Despite warnings that the algorithm Ofqual were using could disadvantage pupils from poorer backgrounds, Williamson went ahead anyway, leaving 39.1% of pupils downgraded and plunging the higher education system into disarray. Williamson’s response, you may ask? “This is it. No U-turn, no change.” Four days later Williamson did yet another 180°, as the government announced A-level and GCSE grades would be based on teacher’s assessments after all. But by this time the damage had been done. Some universities and secondary schools found themselves oversubscribed, and are now facing huge economic hits as a result. Some students even found their original offers jeopardised and have been forced to reconfigure their immediate future. Many more have voiced their anger at a Downing Street refusing to sack Williamson.
The ministerial ensemble rather resembles a politburo, filled to the brim with careerists and yes-men who have enabled the UK’s poor response to the pandemic.

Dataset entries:
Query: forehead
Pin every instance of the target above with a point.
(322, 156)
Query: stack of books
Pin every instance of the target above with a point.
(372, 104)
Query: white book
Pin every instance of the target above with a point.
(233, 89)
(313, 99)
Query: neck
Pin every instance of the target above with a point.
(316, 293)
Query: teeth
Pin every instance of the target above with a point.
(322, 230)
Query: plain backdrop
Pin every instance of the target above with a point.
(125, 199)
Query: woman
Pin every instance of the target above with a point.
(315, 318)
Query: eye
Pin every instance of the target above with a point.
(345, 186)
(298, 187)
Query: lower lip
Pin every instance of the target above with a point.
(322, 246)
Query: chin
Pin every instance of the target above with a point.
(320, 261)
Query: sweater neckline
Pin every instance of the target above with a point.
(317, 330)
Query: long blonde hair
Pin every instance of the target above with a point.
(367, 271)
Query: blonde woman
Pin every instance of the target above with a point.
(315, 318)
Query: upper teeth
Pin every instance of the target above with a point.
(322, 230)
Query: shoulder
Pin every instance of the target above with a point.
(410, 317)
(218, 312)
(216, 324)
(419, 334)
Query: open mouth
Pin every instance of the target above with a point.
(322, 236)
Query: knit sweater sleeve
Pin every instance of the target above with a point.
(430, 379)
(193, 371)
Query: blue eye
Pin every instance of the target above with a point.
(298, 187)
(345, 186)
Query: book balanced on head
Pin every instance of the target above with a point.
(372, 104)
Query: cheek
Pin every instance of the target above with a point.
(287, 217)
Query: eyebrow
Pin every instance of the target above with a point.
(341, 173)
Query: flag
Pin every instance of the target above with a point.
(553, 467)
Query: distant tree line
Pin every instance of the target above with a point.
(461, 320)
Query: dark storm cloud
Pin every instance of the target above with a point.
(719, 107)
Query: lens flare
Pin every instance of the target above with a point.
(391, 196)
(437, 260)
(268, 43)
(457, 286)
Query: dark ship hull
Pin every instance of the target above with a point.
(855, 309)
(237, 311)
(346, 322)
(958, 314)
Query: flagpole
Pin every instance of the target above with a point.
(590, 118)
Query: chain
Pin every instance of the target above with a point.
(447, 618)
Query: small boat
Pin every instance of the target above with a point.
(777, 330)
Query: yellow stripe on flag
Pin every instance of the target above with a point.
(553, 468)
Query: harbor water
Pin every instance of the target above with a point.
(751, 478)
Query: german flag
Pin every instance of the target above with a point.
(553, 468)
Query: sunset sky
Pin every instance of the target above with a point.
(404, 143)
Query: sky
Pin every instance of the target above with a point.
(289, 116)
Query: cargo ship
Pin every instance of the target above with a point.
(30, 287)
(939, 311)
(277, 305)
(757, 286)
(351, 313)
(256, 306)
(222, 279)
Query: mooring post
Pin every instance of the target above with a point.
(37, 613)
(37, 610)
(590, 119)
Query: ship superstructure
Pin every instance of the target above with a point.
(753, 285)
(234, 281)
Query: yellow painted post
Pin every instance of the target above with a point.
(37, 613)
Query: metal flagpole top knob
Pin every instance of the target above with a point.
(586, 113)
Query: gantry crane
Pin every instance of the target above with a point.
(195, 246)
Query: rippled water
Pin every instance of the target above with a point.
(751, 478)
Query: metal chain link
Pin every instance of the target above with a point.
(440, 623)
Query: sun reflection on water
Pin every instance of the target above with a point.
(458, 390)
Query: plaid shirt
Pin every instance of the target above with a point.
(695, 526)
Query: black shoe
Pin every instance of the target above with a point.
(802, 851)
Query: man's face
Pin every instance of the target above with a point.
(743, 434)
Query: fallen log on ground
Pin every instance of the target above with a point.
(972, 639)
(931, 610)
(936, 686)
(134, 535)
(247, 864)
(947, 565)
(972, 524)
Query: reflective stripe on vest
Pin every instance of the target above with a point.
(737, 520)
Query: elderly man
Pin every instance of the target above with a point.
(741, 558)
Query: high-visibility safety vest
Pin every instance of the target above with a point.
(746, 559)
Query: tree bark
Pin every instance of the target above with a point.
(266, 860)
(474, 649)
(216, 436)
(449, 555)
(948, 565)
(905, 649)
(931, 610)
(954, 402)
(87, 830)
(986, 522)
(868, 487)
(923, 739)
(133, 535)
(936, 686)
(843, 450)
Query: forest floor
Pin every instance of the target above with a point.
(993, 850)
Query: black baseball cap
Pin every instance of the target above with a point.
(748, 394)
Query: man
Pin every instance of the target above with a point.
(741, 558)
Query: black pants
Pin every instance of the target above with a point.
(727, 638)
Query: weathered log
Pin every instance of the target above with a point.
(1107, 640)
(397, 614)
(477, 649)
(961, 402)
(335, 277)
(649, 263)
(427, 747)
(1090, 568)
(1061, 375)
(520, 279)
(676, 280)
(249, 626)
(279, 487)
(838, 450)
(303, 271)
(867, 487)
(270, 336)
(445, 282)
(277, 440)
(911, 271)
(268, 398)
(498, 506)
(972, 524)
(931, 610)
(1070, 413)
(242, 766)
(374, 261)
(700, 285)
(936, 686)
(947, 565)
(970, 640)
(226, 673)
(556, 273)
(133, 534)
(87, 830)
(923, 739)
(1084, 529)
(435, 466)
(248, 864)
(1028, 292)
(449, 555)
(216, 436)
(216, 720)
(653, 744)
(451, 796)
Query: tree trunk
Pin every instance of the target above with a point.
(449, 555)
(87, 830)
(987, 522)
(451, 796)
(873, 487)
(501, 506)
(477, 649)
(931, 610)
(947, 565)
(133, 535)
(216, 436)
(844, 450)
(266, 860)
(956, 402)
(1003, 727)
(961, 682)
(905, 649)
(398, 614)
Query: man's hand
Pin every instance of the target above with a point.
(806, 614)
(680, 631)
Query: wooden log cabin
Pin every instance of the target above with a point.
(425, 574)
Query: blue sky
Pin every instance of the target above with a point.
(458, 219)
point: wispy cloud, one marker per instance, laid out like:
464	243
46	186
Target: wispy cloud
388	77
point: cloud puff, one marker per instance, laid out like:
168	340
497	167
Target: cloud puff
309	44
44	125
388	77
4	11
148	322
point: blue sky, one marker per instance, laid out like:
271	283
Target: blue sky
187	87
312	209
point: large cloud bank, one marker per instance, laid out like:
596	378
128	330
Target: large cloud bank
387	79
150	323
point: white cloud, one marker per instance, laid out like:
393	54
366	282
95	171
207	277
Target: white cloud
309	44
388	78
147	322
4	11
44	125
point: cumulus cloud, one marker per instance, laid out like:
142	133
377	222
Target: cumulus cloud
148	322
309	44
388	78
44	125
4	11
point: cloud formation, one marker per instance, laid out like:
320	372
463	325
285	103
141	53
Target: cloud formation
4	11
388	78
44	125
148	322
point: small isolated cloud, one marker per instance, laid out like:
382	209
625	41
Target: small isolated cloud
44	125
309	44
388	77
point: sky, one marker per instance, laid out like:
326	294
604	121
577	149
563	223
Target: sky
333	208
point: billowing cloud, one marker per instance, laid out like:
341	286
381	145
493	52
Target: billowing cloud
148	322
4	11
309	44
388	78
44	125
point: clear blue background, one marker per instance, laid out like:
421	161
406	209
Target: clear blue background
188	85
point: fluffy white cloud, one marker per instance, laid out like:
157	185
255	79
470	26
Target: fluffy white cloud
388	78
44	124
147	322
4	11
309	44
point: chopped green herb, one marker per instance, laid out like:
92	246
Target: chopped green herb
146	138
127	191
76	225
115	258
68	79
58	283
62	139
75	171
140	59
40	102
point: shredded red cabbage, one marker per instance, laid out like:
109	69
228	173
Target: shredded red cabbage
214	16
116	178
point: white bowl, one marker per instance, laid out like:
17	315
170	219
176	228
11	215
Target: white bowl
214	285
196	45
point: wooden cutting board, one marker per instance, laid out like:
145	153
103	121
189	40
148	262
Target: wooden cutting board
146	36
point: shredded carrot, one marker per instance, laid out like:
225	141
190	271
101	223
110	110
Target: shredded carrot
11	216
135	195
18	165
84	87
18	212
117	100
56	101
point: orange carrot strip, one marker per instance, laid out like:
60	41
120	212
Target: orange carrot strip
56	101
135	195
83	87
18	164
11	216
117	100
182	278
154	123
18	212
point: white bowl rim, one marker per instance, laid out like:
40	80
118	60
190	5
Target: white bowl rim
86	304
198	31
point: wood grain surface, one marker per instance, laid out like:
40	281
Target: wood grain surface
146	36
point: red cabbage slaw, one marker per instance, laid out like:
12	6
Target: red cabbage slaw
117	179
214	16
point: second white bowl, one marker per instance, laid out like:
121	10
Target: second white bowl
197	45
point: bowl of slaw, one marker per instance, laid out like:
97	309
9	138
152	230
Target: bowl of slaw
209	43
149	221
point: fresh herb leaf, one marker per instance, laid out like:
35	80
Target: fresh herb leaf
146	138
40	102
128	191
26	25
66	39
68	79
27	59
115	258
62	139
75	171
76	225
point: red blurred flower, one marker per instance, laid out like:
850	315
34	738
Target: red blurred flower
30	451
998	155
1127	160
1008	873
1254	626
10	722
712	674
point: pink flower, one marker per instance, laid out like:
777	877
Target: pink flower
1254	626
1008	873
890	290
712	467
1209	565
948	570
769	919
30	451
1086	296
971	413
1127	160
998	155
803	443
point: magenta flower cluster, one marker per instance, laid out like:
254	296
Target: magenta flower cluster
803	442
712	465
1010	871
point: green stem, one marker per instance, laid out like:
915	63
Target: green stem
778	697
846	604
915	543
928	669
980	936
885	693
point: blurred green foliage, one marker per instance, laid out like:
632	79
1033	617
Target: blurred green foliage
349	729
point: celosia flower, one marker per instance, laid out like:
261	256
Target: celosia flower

__Task list__
- a) In the passage about the exam grading decision, what share of pupils ended up downgraded?
- b) Print everything in the passage about the exam grading decision from "Despite warnings that" down to "to sack Williamson.".
Rely only on the passage about the exam grading decision.

__Per-task answers__
- a) 39.1% of pupils were downgraded.

- b)
Despite warnings that the algorithm Ofqual were using could disadvantage pupils from poorer backgrounds, Williamson went ahead anyway, leaving 39.1% of pupils downgraded and plunging the higher education system into disarray. Williamson’s response, you may ask? “This is it. No U-turn, no change.” Four days later Williamson did yet another 180°, as the government announced A-level and GCSE grades would be based on teacher’s assessments after all. But by this time the damage had been done. Some universities and secondary schools found themselves oversubscribed, and are now facing huge economic hits as a result. Some students even found their original offers jeopardised and have been forced to reconfigure their immediate future. Many more have voiced their anger at a Downing Street refusing to sack Williamson.